SUPPLIED PASSAGE:
(Bloomberg) -- Uber Technologies Inc. boosted the size of its planned convertible bond issue to $1.5 billion, signaling strong demand among investors.

The ride-hailing giant priced the offering with a 0.875% coupon, according to a statement, near the bottom of a marketed range. The company set a conversion premium of 32.5% at the top of the range. The announcement confirmed an earlier report by Bloomberg News.

With a market value of $113 billion, Uber is the largest company to tap the convertible bond market this year. Its latest move takes advantage of the recent decline in interest rates, as the market increasingly believes the Federal Reserve’s rate hike cycle is over. 

It also seizes on a wave of optimism around the company after it reported its second-consecutive profitable quarter earlier this month. Uber’s stock has climbed 27% since the end of October, as the company also seeks to create additional revenue drivers with new services.

If the option to sell an additional 15% of the base deal is exercised, Uber’s issue would be tied for the largest convertible bond offering of the year with Rivian Automotive Inc.’s October offering and Southern Co.’s February issue.

Uber had originally sought to raise $1.2 billion at a coupon range of 0.75% to 1.25% and at a 27.5% to 32.5% conversion premium.

(Image-grounded pointing data)

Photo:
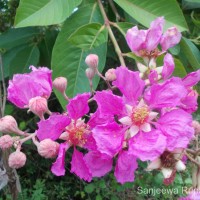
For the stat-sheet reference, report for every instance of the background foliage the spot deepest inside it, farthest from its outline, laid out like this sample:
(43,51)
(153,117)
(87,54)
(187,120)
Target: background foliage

TASK BRIEF: Continue the article on Uber's convertible bond offering, starting right after its final sentence.

YOUR RESPONSE:
For an issuer with a long-term rating of BB- with a positive outlook from S&P Global Ratings, the borrowing terms of Uber’s offering are significantly cheaper than expected. The favorable pricing comes as US convertible bond volume, despite returning to near pre-pandemic normality, has disappointed those expecting a renaissance this year.

When the deal closes, the company’s ability to raise additional financing in the current interest-rate environment, and to use the proceeds to redeem $1 billion in outstanding 2025 notes that carry a 7.5% coupon, will further improve its credit outlook. 

Although the potential for upgrades to Uber’s ratings are more biased toward 2025 rather than next year, “it appears a matter of when, not if,” Bloomberg Intelligence senior credit analyst Robert Schiffman wrote in a note Monday.

Uber’s liquidity, access to low-cost capital and improving fundamentals suggest that its credit ratings could keep climbing over the next 12 to 24 months, Schiffman had said in August.